*WHAT THE EXERCISE ASKS*
Transcribe the passage on coronary artery stenting exactly, from the words "Coronary artery stenting" up to and including the words "stay in place.".

*SOURCE PASSAGE*
##########

Chest pains, shortness of breath and other bodily discomforts such as nausea or breaking out in a cold sweat may already be signs of a heart attack. A patient who comes to the hospital experiencing chest pains and whose ECG readings show that he is indeed having a heart attack should be taken to the cardiac cath lab immediately where a cardiologist can perform emergency stenting. This can save a lot of damage to the heart.
Coronary artery stenting is an interventional procedure used to open up blocked arteries to boost blood flow to the heart. It further minimizes chest pain and lessens the risk of a massive heart attack and death.
This method involves a stent which is a tiny metal tube with slots that is used to prop up or support a collapsed or clogged coronary artery. Using a balloon catheter, the stent is placed over a guide wire into the artery via a small hole made in the patient’s arm or groin. Once in the intended site, the cardiologist fills the balloon with air so that the stent expands to the size of the artery to hold it open. Eventually, the balloon is deflated and taken out but the stent is left inside the patient’s body to stay in place.
Stenting is different from angioplasty in the sense that in the latter, the technique used is to simply open up the collapsed area with the help of a catheter and an inflated balloon at its tip. When the previously blocked spot is expanded, the balloon is removed, leaving nothing inside. In some cases, unfortunately, some areas in the blood vessels that have been expanded with balloon inflation can close up again. So, a stent is needed to decrease the possibility of closing. This course of action is called restenosis.
Insertion of a heart stent is less invasive compared to a bypass operation, which is a surgical procedure. The former is not as traumatic because it involves minimal invasion. In stenting, the doctor doesn’t cut the patient’s chest open and instead just punctures a hole in the artery. Moreover, since the cardiologist only uses local anesthesia, the patient is awake throughout the stenting procedure and experiences less pain after.
It is important to note though that not all heart patients can be candidates for stenting. Factors such as the location, extent and quality of the blockage as well as the size of the artery will establish if stenting can be done. There are patients, particularly those with diabetes, who are also recommended to undergo a bypass operation instead of stenting.
New developments in the field of stenting include drug-eluting stents, an improvement from the original metal stents used in the beginning. Although controversies still abound about the use of drug-coated stents, there are already a large number of patients who have benefited from these. They were the ones who were having acute heart attacks and were given this immediate intervention. As a result, stenting prevented bigger damages that could have been fatal.

##########

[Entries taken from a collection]
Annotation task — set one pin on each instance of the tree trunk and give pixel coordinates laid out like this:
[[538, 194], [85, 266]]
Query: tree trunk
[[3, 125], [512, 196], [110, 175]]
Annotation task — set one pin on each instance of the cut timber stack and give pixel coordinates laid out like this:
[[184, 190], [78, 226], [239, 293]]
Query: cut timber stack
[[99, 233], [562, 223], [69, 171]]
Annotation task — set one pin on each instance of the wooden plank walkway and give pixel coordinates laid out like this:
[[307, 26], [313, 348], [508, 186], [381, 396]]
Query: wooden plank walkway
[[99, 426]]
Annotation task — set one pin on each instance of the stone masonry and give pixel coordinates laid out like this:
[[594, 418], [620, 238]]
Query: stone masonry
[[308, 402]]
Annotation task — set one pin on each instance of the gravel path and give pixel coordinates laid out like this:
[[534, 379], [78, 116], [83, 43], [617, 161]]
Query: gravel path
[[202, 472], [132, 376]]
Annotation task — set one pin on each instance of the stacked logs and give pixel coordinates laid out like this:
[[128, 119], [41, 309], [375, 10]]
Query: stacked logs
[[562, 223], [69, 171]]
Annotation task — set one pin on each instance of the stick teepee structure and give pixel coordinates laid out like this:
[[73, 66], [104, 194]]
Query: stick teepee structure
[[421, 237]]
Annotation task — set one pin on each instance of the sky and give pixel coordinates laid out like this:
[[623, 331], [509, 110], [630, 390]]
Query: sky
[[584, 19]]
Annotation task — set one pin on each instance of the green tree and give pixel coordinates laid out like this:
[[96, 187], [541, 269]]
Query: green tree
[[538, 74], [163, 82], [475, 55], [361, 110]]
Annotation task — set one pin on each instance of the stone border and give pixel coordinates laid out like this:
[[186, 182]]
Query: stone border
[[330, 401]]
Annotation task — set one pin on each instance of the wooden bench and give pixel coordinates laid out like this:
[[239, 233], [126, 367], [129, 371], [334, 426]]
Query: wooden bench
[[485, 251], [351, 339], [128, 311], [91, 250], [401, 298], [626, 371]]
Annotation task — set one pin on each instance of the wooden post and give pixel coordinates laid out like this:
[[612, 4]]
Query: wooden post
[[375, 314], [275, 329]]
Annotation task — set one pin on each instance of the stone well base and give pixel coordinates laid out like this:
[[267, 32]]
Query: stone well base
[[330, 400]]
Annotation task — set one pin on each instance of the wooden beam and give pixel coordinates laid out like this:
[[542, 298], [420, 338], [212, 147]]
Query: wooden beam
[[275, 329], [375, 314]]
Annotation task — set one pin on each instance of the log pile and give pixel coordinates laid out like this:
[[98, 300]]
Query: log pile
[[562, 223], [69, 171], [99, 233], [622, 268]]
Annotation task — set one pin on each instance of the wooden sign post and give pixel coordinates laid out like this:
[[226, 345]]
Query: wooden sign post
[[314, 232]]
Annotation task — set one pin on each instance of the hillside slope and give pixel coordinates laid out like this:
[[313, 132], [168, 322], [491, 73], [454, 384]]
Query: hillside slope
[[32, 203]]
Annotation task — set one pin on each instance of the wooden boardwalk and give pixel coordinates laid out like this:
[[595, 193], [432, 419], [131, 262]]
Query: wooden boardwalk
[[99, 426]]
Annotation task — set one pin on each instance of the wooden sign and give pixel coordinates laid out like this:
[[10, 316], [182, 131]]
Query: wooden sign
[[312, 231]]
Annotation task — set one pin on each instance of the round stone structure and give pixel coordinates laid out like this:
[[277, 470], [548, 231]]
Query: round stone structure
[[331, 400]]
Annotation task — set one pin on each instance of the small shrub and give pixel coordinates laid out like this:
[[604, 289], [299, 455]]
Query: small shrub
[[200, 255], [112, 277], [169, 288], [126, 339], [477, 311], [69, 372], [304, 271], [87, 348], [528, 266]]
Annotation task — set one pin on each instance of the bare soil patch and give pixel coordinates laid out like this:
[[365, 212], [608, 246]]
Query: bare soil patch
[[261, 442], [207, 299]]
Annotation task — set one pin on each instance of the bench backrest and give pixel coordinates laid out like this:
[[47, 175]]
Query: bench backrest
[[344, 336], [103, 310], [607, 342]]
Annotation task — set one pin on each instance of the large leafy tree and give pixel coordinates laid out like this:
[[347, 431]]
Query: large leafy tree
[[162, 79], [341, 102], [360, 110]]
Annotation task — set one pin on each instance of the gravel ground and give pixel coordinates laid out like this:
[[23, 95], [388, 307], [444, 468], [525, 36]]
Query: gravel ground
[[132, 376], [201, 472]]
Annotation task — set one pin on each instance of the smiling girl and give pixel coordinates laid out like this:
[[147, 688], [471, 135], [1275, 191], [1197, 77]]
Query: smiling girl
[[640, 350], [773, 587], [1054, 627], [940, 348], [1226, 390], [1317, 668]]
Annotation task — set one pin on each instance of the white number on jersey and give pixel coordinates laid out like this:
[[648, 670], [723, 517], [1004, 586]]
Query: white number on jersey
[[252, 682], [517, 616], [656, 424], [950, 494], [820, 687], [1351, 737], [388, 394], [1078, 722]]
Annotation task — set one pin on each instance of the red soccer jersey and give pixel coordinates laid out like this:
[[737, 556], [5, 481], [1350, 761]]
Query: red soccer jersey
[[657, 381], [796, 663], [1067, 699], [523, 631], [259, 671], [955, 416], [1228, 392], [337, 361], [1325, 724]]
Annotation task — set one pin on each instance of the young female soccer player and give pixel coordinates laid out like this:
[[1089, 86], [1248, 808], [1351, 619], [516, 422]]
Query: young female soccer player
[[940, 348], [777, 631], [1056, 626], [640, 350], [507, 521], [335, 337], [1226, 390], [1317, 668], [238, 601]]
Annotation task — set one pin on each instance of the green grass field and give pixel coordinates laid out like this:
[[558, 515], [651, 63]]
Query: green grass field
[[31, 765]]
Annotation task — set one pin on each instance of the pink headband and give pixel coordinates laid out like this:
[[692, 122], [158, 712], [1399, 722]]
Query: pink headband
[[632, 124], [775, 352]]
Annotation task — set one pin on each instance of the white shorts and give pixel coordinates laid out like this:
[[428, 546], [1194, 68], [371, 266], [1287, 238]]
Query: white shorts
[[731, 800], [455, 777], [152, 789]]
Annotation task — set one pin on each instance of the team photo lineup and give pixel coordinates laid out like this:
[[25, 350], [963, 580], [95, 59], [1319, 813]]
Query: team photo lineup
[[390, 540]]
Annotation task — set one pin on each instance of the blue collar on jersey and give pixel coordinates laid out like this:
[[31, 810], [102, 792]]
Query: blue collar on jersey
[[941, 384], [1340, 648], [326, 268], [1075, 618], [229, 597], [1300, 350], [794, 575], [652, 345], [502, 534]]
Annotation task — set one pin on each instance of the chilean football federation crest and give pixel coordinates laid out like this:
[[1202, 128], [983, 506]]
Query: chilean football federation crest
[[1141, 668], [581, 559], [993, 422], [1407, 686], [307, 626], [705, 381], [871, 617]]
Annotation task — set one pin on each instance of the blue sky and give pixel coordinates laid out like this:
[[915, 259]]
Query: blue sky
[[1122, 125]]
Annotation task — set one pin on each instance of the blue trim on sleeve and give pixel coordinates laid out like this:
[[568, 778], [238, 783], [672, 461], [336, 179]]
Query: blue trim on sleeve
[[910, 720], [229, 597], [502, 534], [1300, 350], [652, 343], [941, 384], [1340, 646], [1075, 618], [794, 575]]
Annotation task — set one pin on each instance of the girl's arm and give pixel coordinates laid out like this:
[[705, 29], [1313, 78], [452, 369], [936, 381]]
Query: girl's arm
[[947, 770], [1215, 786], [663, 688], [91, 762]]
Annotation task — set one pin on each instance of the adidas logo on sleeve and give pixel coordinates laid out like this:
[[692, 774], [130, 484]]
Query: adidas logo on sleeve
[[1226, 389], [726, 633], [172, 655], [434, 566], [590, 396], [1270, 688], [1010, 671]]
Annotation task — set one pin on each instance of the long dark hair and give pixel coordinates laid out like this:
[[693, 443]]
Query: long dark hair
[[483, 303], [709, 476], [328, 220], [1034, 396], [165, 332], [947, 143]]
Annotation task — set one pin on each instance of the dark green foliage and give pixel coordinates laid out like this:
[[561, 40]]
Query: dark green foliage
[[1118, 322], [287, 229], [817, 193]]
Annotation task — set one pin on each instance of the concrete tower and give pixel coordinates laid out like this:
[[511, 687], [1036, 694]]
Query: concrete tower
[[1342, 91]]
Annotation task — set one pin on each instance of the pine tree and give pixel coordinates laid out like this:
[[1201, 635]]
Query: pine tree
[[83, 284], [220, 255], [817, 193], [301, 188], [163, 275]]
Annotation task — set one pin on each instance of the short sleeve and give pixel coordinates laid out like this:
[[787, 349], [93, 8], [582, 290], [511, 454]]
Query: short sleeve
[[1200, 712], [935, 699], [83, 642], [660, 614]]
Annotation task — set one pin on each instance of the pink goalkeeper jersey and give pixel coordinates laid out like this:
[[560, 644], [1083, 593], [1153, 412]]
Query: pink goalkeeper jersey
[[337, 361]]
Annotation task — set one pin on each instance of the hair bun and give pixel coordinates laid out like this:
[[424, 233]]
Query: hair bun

##########

*SOLUTION BELOW*
Coronary artery stenting is an interventional procedure used to open up blocked arteries to boost blood flow to the heart. It further minimizes chest pain and lessens the risk of a massive heart attack and death.
This method involves a stent which is a tiny metal tube with slots that is used to prop up or support a collapsed or clogged coronary artery. Using a balloon catheter, the stent is placed over a guide wire into the artery via a small hole made in the patient’s arm or groin. Once in the intended site, the cardiologist fills the balloon with air so that the stent expands to the size of the artery to hold it open. Eventually, the balloon is deflated and taken out but the stent is left inside the patient’s body to stay in place.